[Exercise prompt] Could the entries below be transcribed word for word, with the pictures omitted?

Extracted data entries
*** Block opens ***

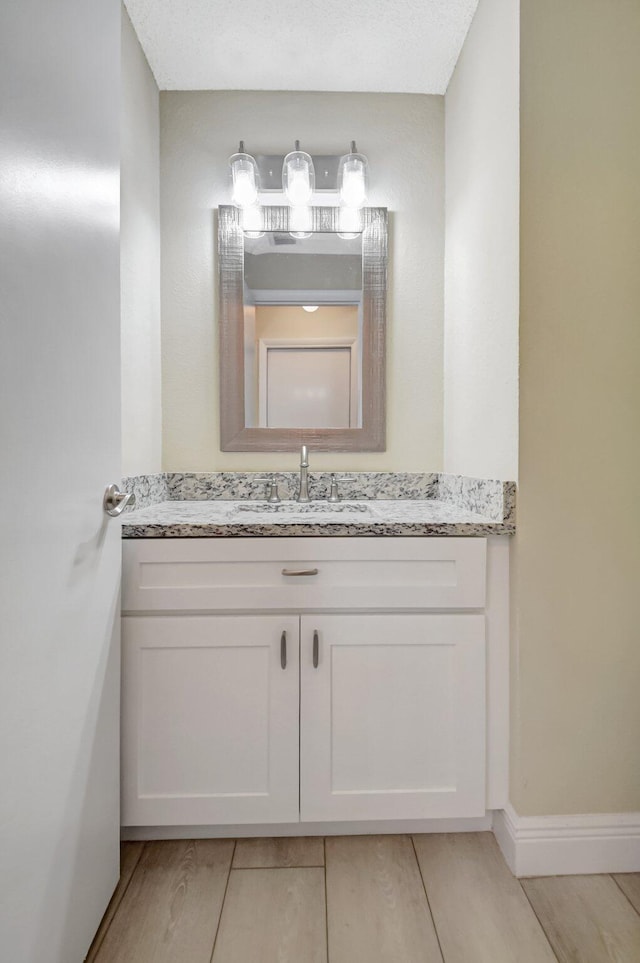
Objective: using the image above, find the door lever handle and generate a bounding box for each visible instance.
[103,484,135,517]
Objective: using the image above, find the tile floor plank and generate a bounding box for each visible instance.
[233,836,324,868]
[86,842,145,962]
[413,833,556,963]
[326,834,443,963]
[613,874,640,916]
[93,839,234,963]
[212,867,326,963]
[523,874,640,963]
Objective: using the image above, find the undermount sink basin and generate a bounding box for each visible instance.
[231,500,376,516]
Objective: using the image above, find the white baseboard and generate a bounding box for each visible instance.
[493,803,640,877]
[122,814,493,841]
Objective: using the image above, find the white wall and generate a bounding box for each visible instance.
[121,7,162,475]
[160,91,444,472]
[444,0,519,480]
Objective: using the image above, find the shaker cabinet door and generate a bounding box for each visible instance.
[122,615,300,826]
[300,614,486,821]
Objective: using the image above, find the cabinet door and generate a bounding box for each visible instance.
[300,614,486,821]
[122,615,300,825]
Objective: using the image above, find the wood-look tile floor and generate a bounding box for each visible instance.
[86,833,640,963]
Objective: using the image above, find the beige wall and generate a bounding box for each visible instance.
[444,0,519,481]
[121,7,162,475]
[160,91,444,471]
[254,305,358,342]
[512,0,640,815]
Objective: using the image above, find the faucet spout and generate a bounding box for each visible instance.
[296,444,311,502]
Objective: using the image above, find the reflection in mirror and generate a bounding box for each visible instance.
[242,232,363,429]
[218,205,387,452]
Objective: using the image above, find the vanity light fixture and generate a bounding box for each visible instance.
[338,141,369,210]
[228,139,370,215]
[229,141,260,209]
[302,305,319,313]
[282,141,315,206]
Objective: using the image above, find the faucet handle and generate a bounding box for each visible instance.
[327,474,359,503]
[265,478,281,503]
[252,475,281,503]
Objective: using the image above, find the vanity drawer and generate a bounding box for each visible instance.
[122,537,487,612]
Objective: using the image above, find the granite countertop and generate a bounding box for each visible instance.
[120,472,516,538]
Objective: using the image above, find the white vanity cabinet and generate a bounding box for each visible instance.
[121,537,508,830]
[300,613,485,822]
[121,615,300,825]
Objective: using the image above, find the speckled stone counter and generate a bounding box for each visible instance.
[120,472,516,538]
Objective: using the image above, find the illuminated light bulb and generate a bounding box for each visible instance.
[341,167,367,207]
[303,305,319,313]
[338,142,369,210]
[282,143,315,206]
[232,169,257,207]
[229,142,260,209]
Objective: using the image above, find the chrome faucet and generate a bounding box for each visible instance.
[296,444,311,502]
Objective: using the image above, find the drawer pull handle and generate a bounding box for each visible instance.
[280,631,287,670]
[313,630,319,668]
[281,568,319,577]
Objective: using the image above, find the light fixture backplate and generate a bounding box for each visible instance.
[257,154,341,192]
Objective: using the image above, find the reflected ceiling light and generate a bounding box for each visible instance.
[241,203,265,238]
[338,141,369,209]
[229,141,260,209]
[289,204,312,239]
[337,205,362,240]
[282,141,315,206]
[302,305,319,313]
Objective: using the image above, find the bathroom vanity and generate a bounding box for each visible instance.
[120,472,513,836]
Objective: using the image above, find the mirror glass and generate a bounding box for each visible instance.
[242,232,363,429]
[218,205,387,452]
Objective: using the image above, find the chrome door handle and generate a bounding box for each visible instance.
[103,484,135,517]
[281,568,319,577]
[313,630,319,668]
[281,631,287,670]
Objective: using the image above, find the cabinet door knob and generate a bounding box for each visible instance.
[281,631,287,670]
[313,630,319,669]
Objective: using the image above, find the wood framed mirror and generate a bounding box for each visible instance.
[218,205,387,451]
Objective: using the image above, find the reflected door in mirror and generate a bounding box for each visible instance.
[263,344,357,428]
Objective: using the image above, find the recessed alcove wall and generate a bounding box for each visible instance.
[159,90,445,472]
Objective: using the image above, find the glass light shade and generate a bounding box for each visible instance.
[229,150,260,209]
[302,305,319,313]
[282,149,315,206]
[338,151,369,209]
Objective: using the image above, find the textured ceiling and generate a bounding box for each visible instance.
[124,0,479,94]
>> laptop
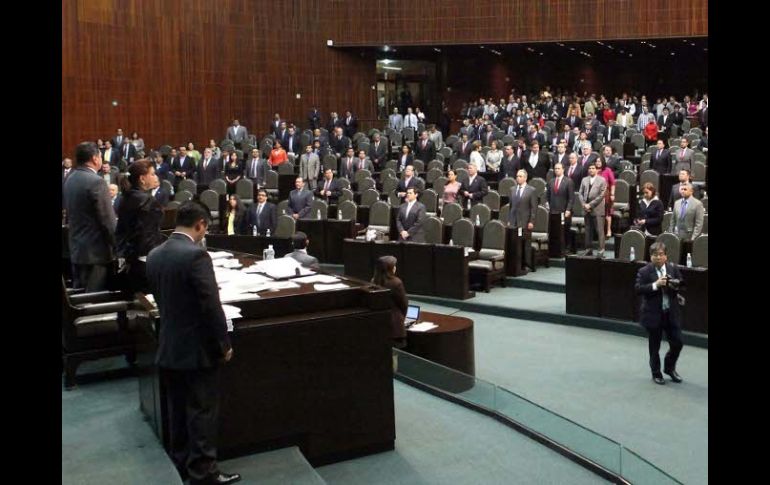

*** Block closes ***

[Answer to the problem]
Objective: using the image above, find the door lever handle and generate a bounding box for each visible instance.
[103,484,135,517]
Objective: using the image above, find the tile floor plank and generate a bounding box for each visible instance.
[233,836,324,868]
[86,842,145,962]
[413,833,556,963]
[326,834,443,963]
[613,874,640,916]
[93,839,234,963]
[212,867,326,963]
[523,874,640,963]
Objective: using the image above, find the undermount sink basin and generate a bounding box for each visible instance.
[231,500,376,516]
Objective: using the image above, find the white baseboard and generate a bounding box for each visible instance.
[493,803,640,877]
[122,814,493,841]
Objective: using the image above, find the white wall and generate a bounding box for each visible instance.
[121,7,162,475]
[160,91,444,472]
[444,0,519,480]
Objective: using the image above, find the shaker cabinet door and generate a bounding box for each visible instance.
[122,615,300,826]
[300,614,486,821]
Objective: using the image above, find the cabinet door and generate a bounding box for each visible instance.
[300,614,486,821]
[122,615,300,825]
Objective: using the image above, find the wood-look tile floor and generate a bounding box for each visible instance.
[86,833,640,963]
Objective: using the image above, find the beige wall and generate a bounding box for each visible instance.
[444,0,519,481]
[121,7,162,475]
[160,91,444,471]
[254,305,358,342]
[512,0,640,815]
Objective: using the image above, find the faucet spout and generate a bounding box for each visible instance.
[296,444,311,502]
Objective: using the image above, find the reflection in mirror and generate a bounding box for each visible instance.
[242,232,363,429]
[218,205,387,452]
Objective: using the image above, find the vanity light fixture and generate a bounding box for each visible instance.
[338,141,369,210]
[228,139,370,215]
[229,141,260,209]
[302,305,319,313]
[282,141,315,206]
Objective: using the image above, find the faucet handle and generate a bounding box for each visible instance.
[327,474,359,503]
[265,478,281,503]
[252,475,281,503]
Objective: using the image above, find the vanity drawer and generate a bounding box for each visible instance.
[122,537,487,612]
Objective: using the image above, find the granite countertop and generate a bounding box for each visible instance.
[120,472,516,538]
Objective: using the image above, find the white vanity cabinet and generate a bounding box for each visible instance.
[121,537,508,830]
[300,613,485,822]
[121,615,300,825]
Objective: using the image above, find the speckled stone counter and generate a bounding box for each visible instance.
[120,472,516,538]
Objective: using the image above, find the illuminated light bulb and generate a bounding box for each visible instance.
[341,167,367,207]
[303,305,319,313]
[338,142,369,210]
[282,143,315,206]
[232,169,257,207]
[229,142,260,209]
Objective: using the image above, find the chrome faucet and generate a bounding box for each visible instance.
[296,444,311,502]
Objective: using the image above, find the drawer pull handle and generate a bounding box for each visible instance.
[280,631,287,670]
[313,630,319,668]
[281,568,319,577]
Objective: using the image above, find the light fixture backplate and generate a bounding box for each visible instance.
[257,154,341,192]
Objective: using the image above, find the reflected ceiling light and generate a bounding box for each visible instance.
[241,203,265,238]
[338,141,369,209]
[229,141,260,209]
[289,204,312,239]
[337,205,362,240]
[282,141,315,206]
[302,305,319,313]
Objective: using the image above, find the bathroom vanity and generate a bounding box for each visible instance.
[120,472,513,836]
Objective: using the image above, find the mirror glass and generate a bounding box for each visible instance.
[242,232,363,429]
[218,205,387,452]
Objective: using the image above, find the chrome door handle and generate a bounding box for each visible instance.
[103,484,135,517]
[281,568,319,577]
[313,630,319,668]
[281,631,287,670]
Objective: using the image above, find the cabinet door knob and generate a bounding box for each visible instance.
[281,631,287,670]
[313,630,319,669]
Objective: using the image above, find the wood framed mirror and generate a bounding box for each visible instance.
[218,205,387,451]
Objective: using the image above, find the reflected door in mirror and generate a bounding box for each visible instance.
[263,344,357,428]
Objective: using the image above, find the recessed alcove wall and generate a bounding box for each visible instance.
[159,90,445,472]
Objective: using the image above, find the glass light shade and generate a bounding box for each visible instance.
[229,150,260,209]
[302,305,319,313]
[282,149,315,206]
[338,151,369,209]
Objective: using the image above, find the textured ceiling and generate a bounding box for each visible instance.
[124,0,479,94]
>> laptop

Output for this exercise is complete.